*** Opening DATASET EXCERPTS ***

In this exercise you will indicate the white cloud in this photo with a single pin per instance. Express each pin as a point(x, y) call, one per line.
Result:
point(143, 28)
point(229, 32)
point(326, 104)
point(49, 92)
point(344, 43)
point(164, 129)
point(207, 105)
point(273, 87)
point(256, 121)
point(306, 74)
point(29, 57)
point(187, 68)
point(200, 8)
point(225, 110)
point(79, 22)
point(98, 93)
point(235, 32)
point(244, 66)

*** Closing DATASET EXCERPTS ***

WORK ITEM
Each record is to be restated word for word.

ANSWER TO THE EXERCISE
In this exercise you will indicate the white cloud in this photo with a single pin per instance. Express each pin as a point(x, y) call, one per line.
Result:
point(143, 28)
point(229, 32)
point(326, 104)
point(49, 92)
point(344, 43)
point(164, 129)
point(207, 105)
point(273, 87)
point(256, 121)
point(306, 74)
point(29, 57)
point(187, 68)
point(200, 8)
point(225, 110)
point(79, 22)
point(98, 93)
point(235, 32)
point(244, 66)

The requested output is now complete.